▶ [AIM]
Please copy the data below word for word, from the line containing "Query: jacket sleeve" to the line containing "223), (140, 166)]", including both of those lines.

▶ [DATA EXCERPTS]
◆ ◆ ◆ ◆ ◆
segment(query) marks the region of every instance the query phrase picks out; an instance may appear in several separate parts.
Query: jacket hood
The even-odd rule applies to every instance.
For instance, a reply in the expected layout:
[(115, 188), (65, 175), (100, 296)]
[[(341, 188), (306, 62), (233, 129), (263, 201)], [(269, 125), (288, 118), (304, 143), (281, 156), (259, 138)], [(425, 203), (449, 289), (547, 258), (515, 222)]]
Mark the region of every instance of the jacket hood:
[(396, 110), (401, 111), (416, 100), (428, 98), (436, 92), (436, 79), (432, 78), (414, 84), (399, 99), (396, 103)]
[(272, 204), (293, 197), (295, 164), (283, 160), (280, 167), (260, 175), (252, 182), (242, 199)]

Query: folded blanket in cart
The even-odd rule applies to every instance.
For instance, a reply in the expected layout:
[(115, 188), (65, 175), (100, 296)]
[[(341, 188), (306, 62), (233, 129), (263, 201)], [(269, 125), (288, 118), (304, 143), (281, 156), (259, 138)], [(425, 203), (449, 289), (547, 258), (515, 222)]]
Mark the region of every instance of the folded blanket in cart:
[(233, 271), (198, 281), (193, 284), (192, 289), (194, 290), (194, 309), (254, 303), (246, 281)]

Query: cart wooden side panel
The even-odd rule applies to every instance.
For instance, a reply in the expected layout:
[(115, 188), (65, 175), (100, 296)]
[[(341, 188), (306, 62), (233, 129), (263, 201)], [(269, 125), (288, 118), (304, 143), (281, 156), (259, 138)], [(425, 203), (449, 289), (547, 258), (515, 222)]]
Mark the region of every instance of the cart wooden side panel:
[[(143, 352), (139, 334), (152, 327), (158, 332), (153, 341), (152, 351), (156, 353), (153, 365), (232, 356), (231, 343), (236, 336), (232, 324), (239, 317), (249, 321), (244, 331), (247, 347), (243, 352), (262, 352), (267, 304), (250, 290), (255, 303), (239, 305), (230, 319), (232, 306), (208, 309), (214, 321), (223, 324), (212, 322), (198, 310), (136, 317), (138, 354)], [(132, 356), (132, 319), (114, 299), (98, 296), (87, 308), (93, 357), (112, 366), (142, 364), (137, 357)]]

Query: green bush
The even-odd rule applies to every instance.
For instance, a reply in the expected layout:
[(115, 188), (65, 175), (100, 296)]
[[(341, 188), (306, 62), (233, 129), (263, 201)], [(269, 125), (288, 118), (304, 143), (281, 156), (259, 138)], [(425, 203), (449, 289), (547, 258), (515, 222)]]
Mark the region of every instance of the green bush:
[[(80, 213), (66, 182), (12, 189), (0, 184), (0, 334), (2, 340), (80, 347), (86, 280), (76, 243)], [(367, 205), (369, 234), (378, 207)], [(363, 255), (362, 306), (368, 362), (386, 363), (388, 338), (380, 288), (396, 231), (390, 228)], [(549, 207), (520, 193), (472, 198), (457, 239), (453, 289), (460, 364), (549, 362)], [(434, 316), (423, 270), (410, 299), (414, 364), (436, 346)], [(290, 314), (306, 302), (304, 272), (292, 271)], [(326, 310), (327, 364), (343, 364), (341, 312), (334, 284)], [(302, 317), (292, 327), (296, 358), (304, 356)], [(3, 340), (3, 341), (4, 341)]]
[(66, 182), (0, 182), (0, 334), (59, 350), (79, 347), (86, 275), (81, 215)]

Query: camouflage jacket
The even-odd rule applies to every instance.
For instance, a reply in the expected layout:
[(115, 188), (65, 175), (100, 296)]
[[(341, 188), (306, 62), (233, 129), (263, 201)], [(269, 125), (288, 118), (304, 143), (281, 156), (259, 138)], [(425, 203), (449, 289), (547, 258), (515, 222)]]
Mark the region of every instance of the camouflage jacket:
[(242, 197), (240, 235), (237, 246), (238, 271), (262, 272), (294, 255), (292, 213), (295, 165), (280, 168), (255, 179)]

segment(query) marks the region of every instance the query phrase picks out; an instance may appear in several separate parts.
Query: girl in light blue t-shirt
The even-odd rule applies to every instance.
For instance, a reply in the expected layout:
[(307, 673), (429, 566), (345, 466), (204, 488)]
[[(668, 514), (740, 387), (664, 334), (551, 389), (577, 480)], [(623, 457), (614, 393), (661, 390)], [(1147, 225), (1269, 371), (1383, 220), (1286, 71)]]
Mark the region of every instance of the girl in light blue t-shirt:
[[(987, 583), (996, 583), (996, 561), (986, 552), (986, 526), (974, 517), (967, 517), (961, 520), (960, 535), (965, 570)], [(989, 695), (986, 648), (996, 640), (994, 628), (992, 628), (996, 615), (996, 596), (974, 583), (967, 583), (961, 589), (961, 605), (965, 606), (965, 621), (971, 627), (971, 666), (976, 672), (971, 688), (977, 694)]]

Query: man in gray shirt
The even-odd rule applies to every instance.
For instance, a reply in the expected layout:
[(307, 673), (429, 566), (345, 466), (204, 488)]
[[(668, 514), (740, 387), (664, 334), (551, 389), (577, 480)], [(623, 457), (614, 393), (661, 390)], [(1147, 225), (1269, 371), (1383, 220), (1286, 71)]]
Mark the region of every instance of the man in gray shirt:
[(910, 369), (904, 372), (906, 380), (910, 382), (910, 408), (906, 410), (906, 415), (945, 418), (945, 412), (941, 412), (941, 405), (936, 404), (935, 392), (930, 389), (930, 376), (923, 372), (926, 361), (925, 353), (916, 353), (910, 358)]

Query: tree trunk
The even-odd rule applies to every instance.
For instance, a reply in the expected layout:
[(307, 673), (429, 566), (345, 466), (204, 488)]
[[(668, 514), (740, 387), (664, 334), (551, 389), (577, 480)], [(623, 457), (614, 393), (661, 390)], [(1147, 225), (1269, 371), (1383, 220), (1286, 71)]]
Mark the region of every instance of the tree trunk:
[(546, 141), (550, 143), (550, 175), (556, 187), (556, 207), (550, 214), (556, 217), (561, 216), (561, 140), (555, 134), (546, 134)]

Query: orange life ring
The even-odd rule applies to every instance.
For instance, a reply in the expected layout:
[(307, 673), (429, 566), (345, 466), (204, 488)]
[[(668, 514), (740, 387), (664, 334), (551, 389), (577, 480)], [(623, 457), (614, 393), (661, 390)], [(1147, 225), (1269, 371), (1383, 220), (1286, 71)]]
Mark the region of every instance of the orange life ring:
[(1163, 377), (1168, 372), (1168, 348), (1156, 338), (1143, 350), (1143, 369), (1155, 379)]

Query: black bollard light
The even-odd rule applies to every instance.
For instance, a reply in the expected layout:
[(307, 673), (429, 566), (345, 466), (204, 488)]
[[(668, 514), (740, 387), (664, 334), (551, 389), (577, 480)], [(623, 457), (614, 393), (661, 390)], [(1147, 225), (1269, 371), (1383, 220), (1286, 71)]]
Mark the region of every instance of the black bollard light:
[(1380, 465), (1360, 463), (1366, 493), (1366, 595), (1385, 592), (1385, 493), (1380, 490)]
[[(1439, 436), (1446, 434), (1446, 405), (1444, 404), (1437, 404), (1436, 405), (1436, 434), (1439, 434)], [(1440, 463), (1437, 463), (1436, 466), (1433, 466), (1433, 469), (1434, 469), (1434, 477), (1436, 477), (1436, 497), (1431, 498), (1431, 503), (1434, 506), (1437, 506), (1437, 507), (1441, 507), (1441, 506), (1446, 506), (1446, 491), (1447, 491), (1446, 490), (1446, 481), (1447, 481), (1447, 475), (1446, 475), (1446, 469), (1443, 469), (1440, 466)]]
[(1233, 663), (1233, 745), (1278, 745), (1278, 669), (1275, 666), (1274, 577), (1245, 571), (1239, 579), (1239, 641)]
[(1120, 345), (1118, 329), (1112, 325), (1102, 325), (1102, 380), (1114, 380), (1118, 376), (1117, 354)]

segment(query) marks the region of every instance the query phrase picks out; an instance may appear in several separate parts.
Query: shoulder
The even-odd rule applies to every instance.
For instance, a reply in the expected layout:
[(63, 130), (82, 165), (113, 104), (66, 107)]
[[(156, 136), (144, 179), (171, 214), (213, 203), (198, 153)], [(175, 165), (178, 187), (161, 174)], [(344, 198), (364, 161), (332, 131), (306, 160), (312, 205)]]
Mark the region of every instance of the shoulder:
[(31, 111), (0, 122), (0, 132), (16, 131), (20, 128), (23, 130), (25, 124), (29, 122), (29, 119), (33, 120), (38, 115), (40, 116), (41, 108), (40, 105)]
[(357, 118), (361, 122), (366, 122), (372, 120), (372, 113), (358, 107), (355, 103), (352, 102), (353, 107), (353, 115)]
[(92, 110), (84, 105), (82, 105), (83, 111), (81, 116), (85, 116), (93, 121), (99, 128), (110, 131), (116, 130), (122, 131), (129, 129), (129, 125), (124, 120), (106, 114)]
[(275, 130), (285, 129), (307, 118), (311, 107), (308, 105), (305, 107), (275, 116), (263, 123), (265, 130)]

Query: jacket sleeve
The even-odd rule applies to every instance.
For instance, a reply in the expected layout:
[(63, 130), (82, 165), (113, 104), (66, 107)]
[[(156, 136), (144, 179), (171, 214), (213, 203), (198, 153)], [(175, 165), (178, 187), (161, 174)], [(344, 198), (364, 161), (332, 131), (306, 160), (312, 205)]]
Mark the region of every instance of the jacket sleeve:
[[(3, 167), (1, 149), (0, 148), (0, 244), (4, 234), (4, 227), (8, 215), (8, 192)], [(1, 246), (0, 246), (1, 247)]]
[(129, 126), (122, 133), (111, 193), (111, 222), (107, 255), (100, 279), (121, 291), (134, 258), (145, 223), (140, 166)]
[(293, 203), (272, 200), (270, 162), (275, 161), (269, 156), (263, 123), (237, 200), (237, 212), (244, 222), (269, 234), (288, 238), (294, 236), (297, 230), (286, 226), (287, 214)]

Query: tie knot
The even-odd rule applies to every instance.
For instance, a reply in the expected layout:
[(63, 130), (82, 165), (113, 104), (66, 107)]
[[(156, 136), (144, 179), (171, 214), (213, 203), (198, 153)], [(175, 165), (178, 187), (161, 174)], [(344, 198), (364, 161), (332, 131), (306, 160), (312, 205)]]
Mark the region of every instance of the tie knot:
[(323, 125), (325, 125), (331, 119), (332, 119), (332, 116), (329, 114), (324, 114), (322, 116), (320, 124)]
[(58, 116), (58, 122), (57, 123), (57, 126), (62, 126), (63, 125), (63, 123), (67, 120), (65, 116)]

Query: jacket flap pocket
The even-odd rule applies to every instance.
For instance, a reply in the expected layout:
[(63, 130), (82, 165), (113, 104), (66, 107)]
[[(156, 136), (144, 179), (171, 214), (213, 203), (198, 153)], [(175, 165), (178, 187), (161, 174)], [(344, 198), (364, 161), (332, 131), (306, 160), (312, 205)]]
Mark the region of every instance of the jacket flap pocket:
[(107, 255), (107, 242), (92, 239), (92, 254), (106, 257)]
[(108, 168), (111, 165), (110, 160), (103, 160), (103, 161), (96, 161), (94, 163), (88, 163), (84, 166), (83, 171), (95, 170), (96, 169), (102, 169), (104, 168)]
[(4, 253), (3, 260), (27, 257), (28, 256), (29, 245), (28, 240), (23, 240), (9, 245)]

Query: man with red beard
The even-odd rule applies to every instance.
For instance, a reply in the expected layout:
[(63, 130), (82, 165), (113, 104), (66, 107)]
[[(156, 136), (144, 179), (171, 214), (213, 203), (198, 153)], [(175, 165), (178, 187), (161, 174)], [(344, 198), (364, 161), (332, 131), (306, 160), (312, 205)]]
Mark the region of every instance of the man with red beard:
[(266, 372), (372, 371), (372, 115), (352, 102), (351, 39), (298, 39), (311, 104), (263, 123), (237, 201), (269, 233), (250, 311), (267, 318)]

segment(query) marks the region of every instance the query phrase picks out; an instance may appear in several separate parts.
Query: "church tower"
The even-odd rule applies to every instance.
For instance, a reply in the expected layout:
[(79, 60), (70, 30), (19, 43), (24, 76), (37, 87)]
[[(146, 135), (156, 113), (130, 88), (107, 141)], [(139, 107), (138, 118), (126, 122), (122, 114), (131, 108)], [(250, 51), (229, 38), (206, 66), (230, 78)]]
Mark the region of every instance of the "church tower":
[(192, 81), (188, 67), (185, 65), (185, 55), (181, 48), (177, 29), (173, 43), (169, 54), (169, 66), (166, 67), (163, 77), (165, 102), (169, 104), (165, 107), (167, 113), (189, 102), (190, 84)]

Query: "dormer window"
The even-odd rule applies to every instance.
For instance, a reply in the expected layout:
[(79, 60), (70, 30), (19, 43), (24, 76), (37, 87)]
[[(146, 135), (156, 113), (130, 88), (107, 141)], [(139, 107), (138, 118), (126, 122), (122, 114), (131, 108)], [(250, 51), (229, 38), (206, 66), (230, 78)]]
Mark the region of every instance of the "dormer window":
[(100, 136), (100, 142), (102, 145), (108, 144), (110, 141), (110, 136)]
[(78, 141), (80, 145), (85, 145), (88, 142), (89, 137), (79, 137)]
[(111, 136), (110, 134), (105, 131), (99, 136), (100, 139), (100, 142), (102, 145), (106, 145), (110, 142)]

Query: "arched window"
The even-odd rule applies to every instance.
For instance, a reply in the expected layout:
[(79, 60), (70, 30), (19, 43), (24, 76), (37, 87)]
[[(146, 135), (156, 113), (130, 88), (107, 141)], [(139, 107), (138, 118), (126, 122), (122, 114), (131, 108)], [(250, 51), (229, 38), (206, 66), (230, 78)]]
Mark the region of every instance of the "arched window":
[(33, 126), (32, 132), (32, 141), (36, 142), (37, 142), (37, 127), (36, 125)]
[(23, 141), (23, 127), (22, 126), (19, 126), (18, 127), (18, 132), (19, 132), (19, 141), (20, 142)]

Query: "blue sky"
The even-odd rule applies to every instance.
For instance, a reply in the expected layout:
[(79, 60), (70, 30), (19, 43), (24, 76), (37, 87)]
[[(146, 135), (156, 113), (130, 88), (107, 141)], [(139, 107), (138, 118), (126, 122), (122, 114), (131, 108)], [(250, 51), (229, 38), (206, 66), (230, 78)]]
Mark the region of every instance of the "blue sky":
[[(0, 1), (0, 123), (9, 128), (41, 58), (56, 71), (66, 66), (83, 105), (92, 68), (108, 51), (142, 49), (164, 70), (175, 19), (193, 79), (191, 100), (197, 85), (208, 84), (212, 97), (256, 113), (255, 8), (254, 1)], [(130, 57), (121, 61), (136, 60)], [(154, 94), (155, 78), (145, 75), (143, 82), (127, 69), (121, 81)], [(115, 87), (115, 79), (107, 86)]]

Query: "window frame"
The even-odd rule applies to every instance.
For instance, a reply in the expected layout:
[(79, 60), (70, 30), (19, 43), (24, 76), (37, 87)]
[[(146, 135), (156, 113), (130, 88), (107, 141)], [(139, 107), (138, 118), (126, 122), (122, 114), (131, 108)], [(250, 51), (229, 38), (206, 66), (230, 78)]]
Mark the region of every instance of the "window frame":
◆ ◆ ◆ ◆ ◆
▶ [THE RESPONSE]
Query: jacket sleeve
The even-odd rule applies to every instance.
For instance, a reply in the expected layout:
[(63, 130), (82, 165), (113, 104), (66, 107)]
[[(156, 136), (144, 179), (171, 214), (213, 203), (198, 153)], [(175, 165), (178, 187), (161, 174)], [(344, 198), (364, 161), (332, 131), (306, 160), (312, 205)]]
Mark the region of every instance of the jacket sleeve:
[[(3, 167), (1, 149), (0, 148), (0, 244), (4, 234), (4, 227), (8, 215), (8, 192)], [(1, 246), (0, 246), (1, 247)]]
[(129, 126), (122, 133), (111, 193), (111, 222), (107, 255), (100, 279), (121, 291), (134, 258), (145, 223), (140, 166)]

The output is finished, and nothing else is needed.